▶ ENTRIES SUPPLIED
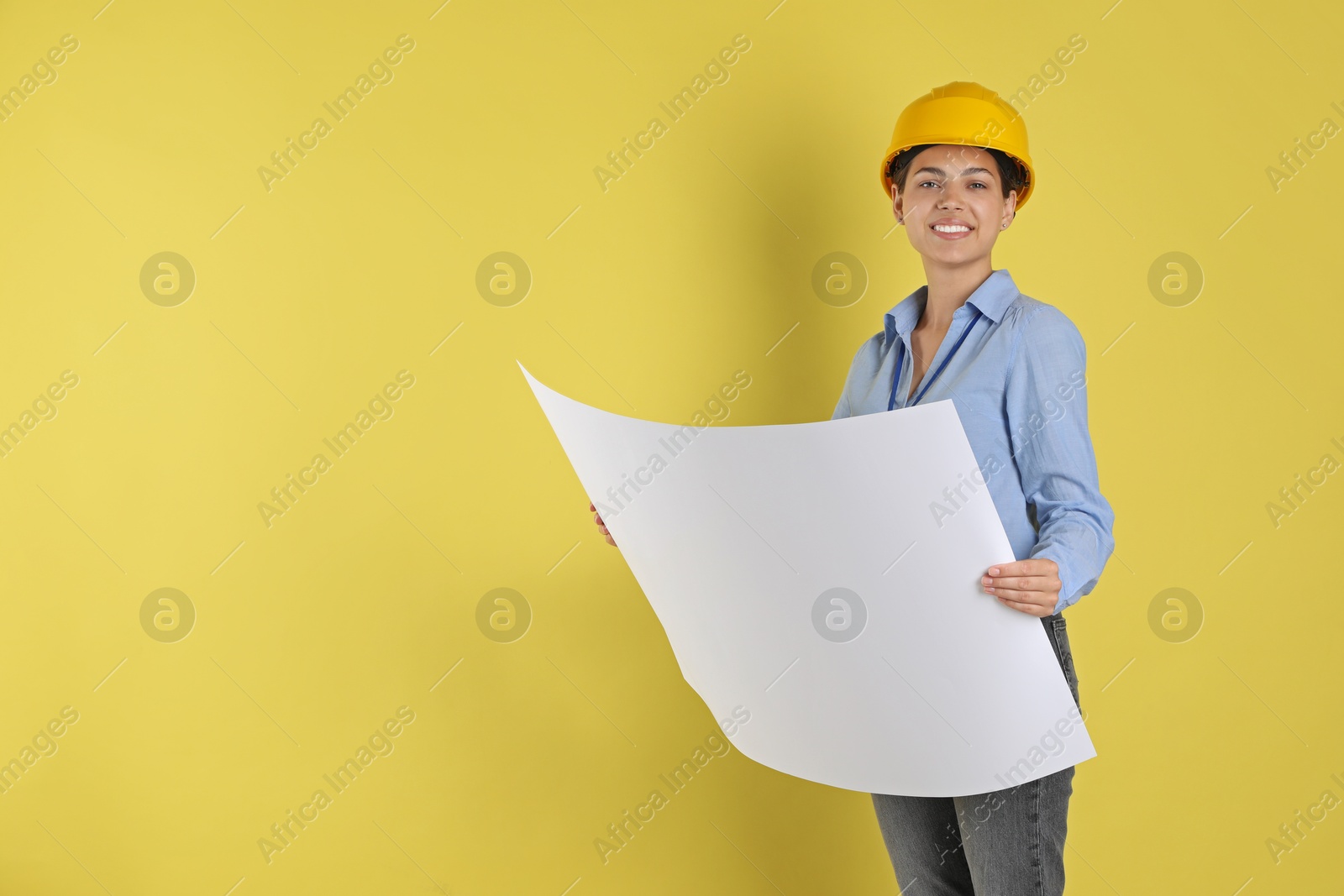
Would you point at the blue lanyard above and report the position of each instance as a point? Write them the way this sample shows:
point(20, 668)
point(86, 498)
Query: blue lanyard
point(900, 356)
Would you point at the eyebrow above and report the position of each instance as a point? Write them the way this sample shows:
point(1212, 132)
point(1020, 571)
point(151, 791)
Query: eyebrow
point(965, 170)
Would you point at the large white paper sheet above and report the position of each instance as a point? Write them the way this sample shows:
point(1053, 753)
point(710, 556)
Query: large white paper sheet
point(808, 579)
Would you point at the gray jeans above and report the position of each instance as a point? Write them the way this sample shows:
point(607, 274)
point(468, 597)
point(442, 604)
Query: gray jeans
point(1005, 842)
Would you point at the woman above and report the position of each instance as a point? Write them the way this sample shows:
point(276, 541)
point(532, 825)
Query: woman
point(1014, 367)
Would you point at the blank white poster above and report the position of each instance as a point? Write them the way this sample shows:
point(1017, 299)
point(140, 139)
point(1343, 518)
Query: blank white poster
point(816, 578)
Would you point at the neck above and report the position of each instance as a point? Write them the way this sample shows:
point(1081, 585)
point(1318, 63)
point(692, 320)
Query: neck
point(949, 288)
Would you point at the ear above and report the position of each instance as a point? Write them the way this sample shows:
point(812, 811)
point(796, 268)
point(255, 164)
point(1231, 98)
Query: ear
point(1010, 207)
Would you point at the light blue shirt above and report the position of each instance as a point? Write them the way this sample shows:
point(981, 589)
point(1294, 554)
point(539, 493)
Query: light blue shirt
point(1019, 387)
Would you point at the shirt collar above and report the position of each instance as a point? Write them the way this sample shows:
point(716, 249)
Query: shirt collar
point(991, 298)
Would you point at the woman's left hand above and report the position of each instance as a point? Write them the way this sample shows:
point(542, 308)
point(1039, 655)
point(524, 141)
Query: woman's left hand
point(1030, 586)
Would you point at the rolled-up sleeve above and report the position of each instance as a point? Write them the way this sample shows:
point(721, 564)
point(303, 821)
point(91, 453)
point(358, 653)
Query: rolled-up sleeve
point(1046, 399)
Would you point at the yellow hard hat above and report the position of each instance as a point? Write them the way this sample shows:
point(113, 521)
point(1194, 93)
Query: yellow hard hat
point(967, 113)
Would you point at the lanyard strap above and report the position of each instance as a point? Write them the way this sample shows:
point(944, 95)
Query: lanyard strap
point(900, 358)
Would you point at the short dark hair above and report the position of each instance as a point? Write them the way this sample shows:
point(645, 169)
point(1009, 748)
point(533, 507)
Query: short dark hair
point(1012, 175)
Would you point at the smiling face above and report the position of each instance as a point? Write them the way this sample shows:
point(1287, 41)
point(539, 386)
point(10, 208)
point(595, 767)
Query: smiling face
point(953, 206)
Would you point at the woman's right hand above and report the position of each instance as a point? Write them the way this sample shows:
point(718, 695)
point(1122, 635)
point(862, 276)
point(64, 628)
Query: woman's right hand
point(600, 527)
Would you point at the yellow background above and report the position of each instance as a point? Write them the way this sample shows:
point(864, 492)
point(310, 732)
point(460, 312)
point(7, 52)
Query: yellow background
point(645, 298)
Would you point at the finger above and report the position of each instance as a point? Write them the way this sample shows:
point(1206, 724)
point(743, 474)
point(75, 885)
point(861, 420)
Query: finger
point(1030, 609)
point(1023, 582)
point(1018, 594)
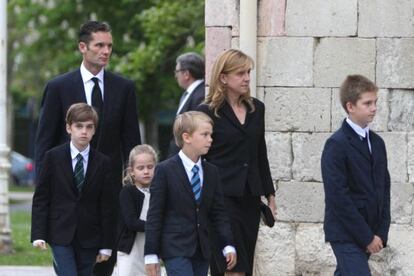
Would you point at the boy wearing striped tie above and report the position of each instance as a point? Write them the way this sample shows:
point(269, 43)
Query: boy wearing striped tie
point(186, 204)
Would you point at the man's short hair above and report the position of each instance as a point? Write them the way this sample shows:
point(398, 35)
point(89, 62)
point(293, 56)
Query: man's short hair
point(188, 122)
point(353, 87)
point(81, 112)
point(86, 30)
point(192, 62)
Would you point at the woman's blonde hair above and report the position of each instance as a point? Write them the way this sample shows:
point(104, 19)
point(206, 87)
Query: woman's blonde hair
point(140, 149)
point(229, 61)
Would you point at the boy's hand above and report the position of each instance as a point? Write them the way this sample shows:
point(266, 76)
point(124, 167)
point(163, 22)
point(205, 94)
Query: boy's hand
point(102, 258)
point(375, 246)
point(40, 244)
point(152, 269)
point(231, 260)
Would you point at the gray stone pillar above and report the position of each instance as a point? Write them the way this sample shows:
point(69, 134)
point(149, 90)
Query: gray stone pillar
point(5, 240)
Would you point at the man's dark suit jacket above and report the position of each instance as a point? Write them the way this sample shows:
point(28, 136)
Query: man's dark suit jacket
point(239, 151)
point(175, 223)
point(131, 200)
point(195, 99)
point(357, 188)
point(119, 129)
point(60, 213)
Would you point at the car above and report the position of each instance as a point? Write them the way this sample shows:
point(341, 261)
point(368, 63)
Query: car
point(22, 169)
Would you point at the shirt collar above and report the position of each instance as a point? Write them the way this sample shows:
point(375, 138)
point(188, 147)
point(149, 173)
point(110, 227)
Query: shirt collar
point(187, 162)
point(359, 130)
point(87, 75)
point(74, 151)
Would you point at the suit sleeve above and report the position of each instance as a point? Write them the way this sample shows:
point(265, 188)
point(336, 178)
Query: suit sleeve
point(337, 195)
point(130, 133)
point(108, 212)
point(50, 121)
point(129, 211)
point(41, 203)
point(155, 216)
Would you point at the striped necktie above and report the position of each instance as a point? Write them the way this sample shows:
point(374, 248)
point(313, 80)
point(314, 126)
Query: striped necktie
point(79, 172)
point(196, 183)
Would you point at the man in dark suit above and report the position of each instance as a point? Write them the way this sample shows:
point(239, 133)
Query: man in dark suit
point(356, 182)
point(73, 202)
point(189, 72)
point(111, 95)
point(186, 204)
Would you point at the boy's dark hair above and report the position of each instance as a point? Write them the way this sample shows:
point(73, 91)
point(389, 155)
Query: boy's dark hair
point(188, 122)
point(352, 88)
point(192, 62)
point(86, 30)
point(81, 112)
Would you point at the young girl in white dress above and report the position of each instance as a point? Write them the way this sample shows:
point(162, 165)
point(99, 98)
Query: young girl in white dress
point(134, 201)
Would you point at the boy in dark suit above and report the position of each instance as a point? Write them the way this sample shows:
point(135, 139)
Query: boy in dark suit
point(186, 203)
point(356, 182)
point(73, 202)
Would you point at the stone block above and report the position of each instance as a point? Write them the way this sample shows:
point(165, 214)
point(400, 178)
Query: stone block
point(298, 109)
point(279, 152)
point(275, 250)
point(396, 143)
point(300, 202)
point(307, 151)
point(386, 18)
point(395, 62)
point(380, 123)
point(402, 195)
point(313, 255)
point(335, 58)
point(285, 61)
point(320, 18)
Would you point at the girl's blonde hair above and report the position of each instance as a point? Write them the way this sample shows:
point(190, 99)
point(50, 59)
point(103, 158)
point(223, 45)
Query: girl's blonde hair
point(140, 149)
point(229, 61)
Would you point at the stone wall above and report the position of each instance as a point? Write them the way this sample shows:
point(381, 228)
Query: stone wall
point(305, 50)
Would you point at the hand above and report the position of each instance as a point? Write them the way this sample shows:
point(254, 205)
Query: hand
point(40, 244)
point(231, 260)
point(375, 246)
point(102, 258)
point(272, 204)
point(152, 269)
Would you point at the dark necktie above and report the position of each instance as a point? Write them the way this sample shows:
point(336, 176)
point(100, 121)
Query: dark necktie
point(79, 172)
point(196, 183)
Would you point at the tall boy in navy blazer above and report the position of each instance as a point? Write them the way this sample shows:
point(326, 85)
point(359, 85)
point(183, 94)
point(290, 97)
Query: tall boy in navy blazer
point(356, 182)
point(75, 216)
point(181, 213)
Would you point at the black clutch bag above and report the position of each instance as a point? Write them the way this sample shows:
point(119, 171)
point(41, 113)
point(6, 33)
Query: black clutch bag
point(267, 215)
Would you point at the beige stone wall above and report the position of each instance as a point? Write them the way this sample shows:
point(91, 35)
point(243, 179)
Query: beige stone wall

▶ JOB
Write out only the lines from the one containing "Would you point at the large" through the one containing "point(816, 578)", replacing "report the position" with "give the location" and leaving everything else unchanged.

▶ RIGHT ANSWER
Would you point at the large white paper sheet above and give the location of each instance as a point? Write them the way this sample shows:
point(1053, 753)
point(710, 556)
Query: large white paper sheet
point(808, 579)
Would you point at the gray jeans above and give the location of each instance as a point? Write them the way this sample shows:
point(607, 274)
point(468, 597)
point(442, 604)
Query: gray jeans
point(1005, 842)
Would you point at the woman above and give the location of each instance as a point? Write them the way this sample shows:
point(276, 541)
point(532, 825)
Query: woman
point(1014, 367)
Would you point at the blank white poster above and give the location of each instance as a point? Write them the way this sample shows:
point(1017, 299)
point(140, 139)
point(1343, 518)
Query: blank white poster
point(816, 578)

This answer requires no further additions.